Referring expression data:
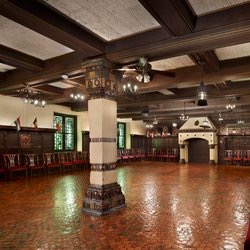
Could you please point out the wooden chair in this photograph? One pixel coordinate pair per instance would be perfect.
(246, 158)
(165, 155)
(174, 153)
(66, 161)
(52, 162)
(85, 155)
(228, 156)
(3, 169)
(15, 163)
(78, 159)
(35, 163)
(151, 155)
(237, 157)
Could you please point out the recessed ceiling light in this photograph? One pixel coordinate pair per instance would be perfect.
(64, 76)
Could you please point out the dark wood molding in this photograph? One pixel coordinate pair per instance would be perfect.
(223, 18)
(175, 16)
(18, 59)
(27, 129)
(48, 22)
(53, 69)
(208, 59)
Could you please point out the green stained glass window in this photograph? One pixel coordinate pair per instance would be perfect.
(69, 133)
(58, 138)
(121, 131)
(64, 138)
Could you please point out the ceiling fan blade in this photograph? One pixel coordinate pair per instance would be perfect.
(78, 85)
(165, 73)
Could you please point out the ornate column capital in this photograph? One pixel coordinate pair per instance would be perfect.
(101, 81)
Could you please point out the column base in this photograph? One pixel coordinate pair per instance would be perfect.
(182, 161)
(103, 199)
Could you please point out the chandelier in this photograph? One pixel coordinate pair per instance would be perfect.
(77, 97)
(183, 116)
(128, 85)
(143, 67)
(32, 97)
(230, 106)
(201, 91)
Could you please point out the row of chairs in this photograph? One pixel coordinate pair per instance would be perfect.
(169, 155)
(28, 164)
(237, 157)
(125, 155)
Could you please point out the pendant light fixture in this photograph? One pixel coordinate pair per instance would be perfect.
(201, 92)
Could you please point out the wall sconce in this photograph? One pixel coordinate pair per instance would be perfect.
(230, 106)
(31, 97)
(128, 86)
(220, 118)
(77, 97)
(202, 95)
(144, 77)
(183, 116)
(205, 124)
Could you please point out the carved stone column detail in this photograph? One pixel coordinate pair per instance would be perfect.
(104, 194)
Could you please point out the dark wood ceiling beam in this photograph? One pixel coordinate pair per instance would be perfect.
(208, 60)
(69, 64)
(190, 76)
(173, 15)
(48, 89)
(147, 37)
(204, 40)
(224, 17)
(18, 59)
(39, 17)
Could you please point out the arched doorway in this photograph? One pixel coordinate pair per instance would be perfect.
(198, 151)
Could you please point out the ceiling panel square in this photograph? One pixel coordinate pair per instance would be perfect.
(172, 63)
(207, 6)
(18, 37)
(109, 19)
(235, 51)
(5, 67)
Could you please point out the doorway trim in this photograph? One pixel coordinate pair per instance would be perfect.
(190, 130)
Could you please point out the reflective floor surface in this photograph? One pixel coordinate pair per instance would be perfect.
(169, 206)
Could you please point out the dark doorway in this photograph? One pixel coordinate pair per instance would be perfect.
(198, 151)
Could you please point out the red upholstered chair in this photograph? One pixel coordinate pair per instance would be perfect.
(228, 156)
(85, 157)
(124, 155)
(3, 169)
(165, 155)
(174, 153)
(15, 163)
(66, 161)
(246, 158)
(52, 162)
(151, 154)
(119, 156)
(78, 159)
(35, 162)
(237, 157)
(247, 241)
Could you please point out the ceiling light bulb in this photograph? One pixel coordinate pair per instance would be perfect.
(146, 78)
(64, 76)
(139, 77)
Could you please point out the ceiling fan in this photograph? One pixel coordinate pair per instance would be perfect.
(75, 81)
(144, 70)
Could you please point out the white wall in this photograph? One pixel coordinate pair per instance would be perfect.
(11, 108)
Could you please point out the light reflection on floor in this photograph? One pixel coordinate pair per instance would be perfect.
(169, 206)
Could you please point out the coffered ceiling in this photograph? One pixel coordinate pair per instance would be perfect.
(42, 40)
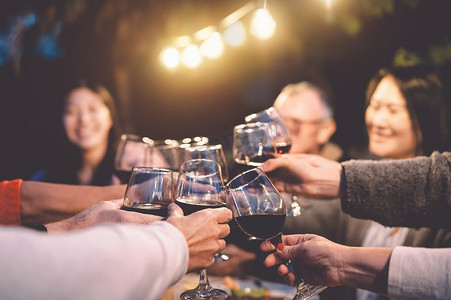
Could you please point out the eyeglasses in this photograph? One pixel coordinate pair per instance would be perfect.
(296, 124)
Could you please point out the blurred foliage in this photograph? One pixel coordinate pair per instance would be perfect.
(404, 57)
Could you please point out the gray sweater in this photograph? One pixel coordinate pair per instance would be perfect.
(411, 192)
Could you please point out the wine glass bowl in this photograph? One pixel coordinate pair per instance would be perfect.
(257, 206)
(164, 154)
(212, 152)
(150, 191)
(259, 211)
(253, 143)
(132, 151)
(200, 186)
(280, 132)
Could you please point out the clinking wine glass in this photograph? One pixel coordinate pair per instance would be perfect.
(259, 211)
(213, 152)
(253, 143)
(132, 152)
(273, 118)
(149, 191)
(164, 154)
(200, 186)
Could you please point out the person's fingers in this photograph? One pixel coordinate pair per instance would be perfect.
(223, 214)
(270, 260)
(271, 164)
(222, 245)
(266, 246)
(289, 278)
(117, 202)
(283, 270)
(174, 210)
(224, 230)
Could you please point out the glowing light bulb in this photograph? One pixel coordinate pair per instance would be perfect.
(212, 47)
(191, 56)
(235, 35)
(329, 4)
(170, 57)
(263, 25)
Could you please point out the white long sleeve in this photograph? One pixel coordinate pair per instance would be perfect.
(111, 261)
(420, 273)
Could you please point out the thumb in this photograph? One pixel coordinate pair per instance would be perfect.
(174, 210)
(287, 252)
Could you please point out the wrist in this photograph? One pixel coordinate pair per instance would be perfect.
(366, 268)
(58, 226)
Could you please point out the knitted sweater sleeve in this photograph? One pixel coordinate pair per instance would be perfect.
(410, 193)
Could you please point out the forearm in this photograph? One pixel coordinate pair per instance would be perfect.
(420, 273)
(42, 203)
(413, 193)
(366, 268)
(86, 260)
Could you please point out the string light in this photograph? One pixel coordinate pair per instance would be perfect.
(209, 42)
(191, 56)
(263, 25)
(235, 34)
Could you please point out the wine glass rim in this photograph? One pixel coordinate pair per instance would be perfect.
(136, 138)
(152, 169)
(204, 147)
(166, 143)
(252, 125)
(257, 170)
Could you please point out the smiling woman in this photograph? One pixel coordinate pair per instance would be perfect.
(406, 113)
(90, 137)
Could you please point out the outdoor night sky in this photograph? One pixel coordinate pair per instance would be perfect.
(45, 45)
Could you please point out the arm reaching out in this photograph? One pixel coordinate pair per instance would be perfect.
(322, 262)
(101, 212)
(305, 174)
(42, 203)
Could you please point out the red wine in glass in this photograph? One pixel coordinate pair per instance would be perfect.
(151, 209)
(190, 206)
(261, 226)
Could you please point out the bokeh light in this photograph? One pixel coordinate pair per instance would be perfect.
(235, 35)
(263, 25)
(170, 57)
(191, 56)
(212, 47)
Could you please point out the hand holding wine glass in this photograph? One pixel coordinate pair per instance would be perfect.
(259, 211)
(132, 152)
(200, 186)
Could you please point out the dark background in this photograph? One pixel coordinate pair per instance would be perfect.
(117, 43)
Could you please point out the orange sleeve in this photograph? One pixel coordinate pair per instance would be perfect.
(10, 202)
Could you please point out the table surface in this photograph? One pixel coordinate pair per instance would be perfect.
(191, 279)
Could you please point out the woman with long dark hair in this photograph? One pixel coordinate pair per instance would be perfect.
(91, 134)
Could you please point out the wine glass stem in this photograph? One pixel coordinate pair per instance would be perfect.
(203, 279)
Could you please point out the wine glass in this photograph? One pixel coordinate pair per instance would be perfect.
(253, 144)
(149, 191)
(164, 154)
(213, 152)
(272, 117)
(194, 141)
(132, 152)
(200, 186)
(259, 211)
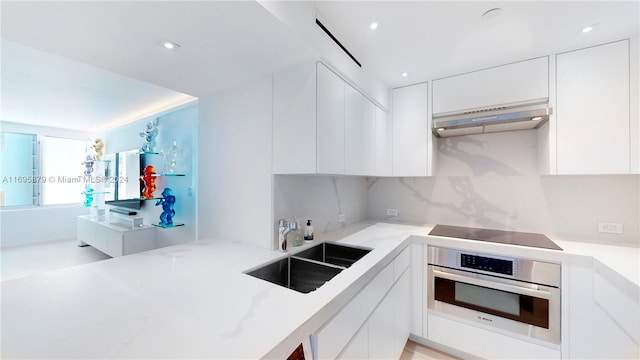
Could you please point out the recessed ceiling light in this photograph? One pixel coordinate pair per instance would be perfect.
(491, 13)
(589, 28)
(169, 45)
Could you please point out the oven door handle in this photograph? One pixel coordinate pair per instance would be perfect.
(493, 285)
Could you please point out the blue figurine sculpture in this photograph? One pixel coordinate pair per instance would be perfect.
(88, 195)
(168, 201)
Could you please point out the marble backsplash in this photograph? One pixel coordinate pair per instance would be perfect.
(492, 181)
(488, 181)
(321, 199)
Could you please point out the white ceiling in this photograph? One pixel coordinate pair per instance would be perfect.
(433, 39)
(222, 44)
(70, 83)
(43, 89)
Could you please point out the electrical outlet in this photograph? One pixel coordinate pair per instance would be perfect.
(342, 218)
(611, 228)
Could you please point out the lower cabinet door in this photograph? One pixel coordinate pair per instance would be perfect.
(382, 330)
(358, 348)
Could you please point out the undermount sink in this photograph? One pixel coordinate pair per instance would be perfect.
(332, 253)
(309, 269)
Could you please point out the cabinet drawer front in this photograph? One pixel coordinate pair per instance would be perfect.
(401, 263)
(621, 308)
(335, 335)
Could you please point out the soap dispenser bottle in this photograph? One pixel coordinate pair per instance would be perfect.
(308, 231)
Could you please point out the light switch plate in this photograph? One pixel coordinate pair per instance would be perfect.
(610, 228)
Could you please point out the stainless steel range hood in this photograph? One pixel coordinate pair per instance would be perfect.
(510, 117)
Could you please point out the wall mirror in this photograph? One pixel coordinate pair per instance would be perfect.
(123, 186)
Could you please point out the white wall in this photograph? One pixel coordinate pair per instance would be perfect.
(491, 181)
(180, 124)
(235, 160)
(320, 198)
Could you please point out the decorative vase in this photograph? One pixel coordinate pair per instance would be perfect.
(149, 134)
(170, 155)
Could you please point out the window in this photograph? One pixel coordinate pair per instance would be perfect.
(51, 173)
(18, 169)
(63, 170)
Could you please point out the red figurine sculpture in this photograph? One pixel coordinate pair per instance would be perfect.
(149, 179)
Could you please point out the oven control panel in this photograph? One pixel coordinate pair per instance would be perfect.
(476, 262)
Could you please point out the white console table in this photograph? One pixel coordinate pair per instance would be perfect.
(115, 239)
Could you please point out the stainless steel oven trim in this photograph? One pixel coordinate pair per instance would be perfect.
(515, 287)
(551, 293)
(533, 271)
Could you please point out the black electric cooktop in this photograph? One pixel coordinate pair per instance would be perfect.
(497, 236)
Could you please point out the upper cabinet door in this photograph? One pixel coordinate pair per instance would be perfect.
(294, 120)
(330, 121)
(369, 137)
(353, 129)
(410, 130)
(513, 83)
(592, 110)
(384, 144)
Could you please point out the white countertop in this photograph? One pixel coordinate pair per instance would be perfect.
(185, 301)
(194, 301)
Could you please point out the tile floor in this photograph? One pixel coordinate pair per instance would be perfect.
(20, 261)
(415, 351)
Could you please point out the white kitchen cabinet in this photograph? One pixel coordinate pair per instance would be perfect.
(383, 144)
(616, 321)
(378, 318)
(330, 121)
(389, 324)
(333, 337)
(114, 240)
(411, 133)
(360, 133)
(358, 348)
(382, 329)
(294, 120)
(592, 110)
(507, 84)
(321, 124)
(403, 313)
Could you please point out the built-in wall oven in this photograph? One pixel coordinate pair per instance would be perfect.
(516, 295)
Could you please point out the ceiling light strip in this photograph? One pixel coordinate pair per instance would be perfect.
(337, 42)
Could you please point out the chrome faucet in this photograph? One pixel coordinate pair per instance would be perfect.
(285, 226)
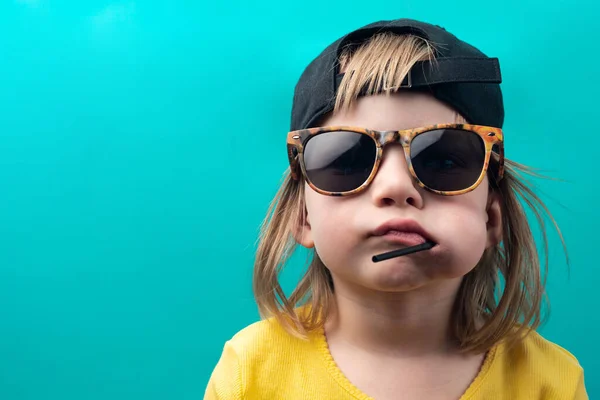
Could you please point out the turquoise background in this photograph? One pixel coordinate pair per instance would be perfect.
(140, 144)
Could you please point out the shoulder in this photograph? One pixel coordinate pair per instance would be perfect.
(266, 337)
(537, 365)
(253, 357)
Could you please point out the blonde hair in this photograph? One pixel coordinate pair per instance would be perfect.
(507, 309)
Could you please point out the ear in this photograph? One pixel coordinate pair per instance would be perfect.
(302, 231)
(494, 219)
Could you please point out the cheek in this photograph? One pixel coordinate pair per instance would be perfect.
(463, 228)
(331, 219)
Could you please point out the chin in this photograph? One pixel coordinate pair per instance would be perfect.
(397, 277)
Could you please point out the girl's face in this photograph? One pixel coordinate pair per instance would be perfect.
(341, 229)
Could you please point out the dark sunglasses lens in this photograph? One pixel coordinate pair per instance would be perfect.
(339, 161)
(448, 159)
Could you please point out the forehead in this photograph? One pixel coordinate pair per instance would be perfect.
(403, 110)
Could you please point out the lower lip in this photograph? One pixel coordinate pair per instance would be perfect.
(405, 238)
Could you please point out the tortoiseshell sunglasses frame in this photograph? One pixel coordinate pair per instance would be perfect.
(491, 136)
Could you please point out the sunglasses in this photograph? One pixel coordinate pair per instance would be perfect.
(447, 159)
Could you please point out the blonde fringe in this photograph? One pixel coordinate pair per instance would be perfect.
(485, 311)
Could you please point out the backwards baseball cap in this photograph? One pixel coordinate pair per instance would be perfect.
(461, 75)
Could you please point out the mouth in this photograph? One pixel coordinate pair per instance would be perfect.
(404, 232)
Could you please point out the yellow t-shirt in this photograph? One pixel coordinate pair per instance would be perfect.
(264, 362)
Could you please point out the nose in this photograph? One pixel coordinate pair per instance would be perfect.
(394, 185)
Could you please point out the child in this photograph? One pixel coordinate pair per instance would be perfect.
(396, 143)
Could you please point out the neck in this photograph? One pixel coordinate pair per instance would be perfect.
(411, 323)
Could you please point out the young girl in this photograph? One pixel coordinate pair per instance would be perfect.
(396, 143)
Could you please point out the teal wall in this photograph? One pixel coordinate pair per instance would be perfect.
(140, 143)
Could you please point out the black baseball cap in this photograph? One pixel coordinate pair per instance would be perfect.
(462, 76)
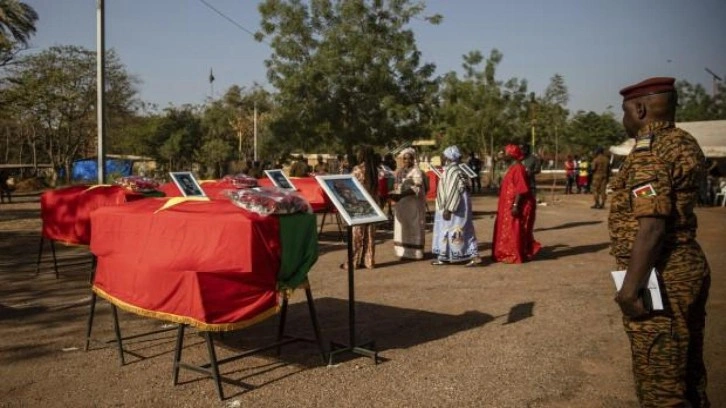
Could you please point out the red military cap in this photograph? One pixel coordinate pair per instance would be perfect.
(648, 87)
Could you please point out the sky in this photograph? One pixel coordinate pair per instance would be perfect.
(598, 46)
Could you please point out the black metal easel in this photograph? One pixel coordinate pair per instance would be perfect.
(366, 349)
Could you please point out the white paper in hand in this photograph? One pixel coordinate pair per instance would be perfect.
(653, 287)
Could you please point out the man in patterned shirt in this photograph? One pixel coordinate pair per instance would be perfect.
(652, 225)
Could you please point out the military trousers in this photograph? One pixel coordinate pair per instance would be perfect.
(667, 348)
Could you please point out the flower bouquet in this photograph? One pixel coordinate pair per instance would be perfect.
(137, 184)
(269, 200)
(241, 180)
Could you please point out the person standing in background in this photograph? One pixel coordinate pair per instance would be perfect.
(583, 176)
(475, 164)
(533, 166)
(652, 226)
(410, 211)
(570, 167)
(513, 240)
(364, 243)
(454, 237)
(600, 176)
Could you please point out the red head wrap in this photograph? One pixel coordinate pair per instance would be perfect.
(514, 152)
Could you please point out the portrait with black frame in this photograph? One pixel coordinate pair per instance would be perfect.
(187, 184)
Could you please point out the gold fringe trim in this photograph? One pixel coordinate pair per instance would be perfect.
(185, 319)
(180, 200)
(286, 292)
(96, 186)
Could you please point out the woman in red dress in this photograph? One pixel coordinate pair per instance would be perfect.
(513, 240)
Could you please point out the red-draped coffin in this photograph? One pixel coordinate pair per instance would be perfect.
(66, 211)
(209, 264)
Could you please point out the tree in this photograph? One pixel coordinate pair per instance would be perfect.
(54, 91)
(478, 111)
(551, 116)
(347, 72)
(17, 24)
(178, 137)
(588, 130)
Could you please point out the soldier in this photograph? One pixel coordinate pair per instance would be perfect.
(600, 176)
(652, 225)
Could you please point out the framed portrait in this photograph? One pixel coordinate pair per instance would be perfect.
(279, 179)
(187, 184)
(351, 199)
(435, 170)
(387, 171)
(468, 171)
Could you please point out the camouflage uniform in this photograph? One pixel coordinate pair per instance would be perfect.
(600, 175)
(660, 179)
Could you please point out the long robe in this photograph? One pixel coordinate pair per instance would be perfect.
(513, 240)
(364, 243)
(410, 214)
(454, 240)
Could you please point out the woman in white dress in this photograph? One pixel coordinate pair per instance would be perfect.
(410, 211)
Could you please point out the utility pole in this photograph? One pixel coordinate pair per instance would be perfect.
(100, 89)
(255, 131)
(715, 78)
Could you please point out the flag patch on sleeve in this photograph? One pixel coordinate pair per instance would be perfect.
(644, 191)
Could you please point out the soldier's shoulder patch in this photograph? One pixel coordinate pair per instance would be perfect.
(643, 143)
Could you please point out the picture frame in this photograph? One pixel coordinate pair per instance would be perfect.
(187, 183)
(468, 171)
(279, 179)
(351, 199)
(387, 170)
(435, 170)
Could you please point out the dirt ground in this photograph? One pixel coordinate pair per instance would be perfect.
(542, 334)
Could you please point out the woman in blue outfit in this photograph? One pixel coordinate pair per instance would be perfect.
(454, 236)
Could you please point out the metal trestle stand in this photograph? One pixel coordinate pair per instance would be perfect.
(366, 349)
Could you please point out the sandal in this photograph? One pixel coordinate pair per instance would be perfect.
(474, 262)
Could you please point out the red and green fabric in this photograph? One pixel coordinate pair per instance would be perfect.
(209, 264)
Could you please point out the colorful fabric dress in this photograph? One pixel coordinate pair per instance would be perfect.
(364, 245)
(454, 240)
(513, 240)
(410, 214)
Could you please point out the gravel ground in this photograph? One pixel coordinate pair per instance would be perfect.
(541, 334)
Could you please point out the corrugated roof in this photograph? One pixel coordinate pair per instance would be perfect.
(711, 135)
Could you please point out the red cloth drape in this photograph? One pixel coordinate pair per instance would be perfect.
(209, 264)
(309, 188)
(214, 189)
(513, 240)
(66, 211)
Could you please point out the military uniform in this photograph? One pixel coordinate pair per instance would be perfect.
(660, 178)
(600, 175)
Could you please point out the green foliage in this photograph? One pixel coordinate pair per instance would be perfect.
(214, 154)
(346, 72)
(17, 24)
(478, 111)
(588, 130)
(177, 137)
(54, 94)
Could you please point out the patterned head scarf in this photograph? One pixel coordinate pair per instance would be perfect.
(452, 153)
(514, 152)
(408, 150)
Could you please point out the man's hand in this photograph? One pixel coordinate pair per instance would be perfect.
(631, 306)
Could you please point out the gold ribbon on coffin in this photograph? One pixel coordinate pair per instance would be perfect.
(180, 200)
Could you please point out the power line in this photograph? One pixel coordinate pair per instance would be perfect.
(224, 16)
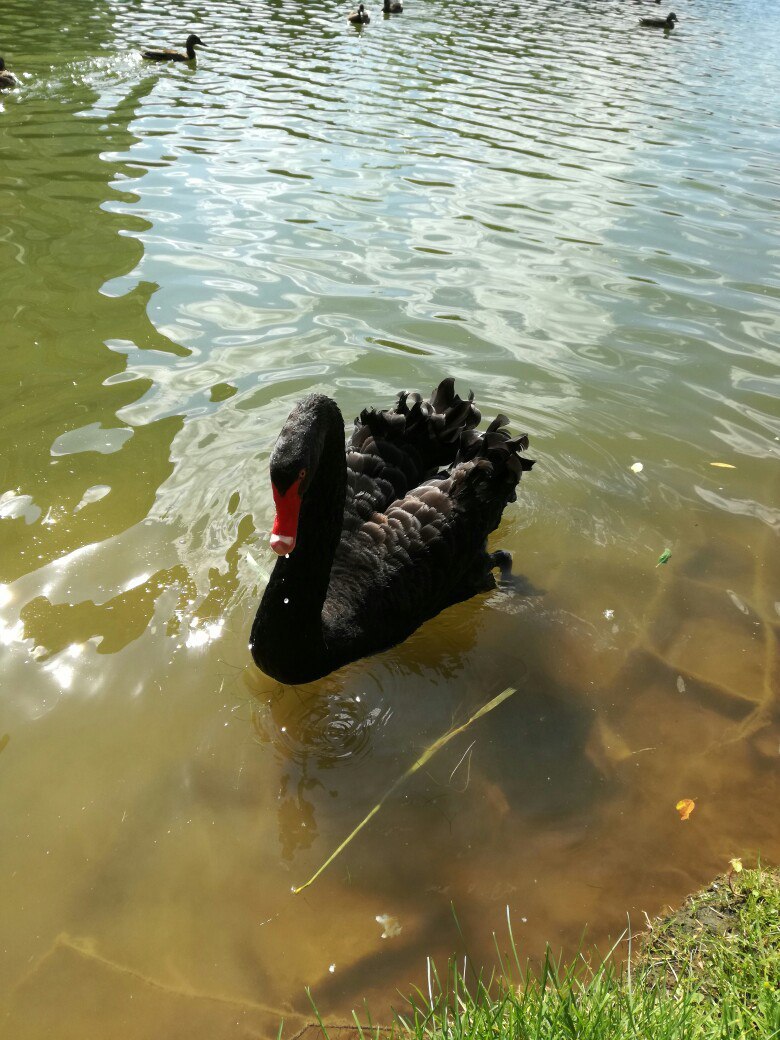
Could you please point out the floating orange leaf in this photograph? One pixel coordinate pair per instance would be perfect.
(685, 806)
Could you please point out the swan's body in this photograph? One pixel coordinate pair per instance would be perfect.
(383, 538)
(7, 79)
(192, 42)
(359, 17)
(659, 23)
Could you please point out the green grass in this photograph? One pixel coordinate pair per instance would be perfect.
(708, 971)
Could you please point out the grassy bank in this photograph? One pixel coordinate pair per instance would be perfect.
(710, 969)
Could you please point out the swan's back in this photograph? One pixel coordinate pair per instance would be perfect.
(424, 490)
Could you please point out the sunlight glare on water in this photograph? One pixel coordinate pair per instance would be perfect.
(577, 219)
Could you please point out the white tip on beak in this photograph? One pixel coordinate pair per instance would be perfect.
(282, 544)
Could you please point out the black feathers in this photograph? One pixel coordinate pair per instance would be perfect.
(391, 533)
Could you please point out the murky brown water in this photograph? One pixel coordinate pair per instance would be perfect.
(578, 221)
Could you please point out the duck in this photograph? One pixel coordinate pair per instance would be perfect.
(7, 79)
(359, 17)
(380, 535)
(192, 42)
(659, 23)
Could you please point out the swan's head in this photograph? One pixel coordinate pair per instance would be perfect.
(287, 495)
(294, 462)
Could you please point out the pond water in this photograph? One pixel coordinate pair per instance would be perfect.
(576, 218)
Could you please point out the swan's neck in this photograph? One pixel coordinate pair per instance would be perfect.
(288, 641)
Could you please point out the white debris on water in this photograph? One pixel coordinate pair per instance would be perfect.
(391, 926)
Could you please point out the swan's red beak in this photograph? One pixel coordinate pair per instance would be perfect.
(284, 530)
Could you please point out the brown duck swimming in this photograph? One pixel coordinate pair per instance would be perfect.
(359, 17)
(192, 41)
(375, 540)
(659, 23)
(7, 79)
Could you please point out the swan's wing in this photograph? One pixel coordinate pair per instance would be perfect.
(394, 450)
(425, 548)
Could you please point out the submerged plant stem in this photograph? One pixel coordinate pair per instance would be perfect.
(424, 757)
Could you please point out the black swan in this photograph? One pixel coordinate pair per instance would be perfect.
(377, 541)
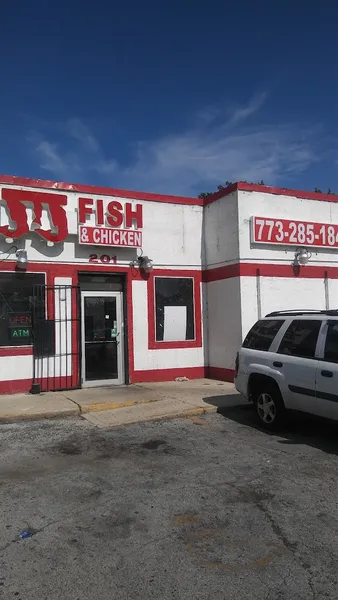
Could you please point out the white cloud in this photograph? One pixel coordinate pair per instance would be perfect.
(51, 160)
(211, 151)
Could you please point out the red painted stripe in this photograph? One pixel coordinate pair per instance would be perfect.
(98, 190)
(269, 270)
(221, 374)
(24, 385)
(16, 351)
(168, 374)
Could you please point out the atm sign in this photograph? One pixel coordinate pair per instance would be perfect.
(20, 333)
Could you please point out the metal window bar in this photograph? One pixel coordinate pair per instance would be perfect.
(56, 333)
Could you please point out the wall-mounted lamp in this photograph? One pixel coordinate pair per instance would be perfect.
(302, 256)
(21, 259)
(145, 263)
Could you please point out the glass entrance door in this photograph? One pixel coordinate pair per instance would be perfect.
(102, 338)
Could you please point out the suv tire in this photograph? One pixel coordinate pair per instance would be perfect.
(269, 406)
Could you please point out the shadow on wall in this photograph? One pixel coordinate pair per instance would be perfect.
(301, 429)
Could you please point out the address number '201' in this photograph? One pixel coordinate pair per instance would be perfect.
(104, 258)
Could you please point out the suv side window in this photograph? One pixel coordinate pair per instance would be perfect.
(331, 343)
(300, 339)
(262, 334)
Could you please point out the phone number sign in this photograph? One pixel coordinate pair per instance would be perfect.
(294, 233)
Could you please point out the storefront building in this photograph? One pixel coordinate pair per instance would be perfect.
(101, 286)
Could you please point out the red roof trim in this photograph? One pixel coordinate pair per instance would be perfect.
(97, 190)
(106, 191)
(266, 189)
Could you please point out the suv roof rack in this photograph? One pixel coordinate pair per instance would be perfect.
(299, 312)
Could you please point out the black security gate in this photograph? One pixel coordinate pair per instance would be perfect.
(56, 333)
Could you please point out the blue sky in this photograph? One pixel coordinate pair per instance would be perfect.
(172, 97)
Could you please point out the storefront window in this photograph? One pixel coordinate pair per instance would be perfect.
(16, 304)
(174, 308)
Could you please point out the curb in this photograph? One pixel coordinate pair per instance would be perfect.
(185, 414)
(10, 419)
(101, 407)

[Exercise]: What is needed is an exact printout of every line from the one with "Could you please point out the suv roof" through the end of the data, including both, and nothing more.

[Response to the exercise]:
Could you please point out the suv roof rack in this photograph? One pixel coordinate pair per instance would be perfect.
(299, 312)
Could you please point out the black security gate in this photograph? One pixel coordinate pair per instance would be perfect.
(56, 333)
Could you please point out the blue sky in this photograph? One pixel coordinate pair per instance would be perfect.
(172, 97)
Could you please point out the storefront window in this photograph? One pixel coordinate pair per instance would be perfect.
(16, 304)
(174, 308)
Could you please point out the curb in this photograph? One pixel coordinate pair per instance would be perfect.
(185, 414)
(10, 419)
(101, 407)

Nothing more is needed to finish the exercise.